=== INFORMATION SUPPLIED ===

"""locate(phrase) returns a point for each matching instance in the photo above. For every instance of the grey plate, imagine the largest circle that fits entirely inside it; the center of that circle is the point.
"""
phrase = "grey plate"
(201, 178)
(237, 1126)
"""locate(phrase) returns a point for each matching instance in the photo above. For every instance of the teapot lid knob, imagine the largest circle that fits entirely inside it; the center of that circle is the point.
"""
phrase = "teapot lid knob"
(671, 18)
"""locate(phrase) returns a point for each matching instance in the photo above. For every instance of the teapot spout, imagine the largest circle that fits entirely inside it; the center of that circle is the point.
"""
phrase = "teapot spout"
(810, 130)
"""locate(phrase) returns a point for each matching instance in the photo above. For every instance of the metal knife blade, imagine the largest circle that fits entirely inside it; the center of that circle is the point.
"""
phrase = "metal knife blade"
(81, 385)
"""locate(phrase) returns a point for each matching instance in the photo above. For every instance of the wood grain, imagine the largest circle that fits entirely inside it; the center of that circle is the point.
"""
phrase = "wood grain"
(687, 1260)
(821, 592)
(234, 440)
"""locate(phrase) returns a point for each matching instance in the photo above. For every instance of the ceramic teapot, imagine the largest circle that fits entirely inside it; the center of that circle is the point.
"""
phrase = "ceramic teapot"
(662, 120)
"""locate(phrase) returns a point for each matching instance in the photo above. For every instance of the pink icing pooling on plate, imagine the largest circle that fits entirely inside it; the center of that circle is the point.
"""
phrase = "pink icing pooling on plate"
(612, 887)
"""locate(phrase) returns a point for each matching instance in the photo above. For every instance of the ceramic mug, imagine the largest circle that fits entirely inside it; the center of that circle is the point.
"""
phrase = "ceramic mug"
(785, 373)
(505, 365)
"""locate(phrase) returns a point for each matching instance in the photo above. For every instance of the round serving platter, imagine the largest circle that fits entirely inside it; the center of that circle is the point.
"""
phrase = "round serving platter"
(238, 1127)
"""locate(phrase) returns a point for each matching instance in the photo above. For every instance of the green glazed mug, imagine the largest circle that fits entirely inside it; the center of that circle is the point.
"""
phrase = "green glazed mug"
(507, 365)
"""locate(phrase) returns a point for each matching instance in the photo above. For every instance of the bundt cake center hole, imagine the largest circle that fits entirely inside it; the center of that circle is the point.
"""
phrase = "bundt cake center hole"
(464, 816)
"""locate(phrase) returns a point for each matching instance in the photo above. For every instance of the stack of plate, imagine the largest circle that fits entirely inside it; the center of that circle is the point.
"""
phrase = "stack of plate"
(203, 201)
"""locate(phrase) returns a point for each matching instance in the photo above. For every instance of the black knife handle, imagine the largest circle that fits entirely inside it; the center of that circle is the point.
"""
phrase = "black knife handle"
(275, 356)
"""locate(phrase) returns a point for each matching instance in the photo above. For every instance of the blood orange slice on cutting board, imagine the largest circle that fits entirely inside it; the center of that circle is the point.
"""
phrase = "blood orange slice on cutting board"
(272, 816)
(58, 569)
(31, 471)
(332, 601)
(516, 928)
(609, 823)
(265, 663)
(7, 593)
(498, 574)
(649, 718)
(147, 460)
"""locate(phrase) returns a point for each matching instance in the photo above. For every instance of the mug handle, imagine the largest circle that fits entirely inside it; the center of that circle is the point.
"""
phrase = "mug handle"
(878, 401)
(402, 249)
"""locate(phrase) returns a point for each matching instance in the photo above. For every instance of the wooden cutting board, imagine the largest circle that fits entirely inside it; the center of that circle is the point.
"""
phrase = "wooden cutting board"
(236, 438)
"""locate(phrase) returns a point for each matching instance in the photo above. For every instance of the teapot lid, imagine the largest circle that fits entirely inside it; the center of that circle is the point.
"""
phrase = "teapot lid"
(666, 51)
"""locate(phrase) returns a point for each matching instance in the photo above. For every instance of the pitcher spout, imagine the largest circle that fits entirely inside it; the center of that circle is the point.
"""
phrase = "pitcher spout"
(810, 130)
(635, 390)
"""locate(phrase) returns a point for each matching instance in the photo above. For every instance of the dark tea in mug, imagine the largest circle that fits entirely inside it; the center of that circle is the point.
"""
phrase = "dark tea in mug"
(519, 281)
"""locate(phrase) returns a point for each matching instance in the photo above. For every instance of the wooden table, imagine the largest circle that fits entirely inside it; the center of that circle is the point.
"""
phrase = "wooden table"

===

REQUIRED ACTION
Show the lines of the records that contain the word "table".

SOLUTION TO THIS TASK
"""locate(phrase) returns a point for each matching instance in the photo above. For every instance of the wooden table, imagine the largest circle that fits entirely inside it; the center of that circle is the point.
phrase = "wooden table"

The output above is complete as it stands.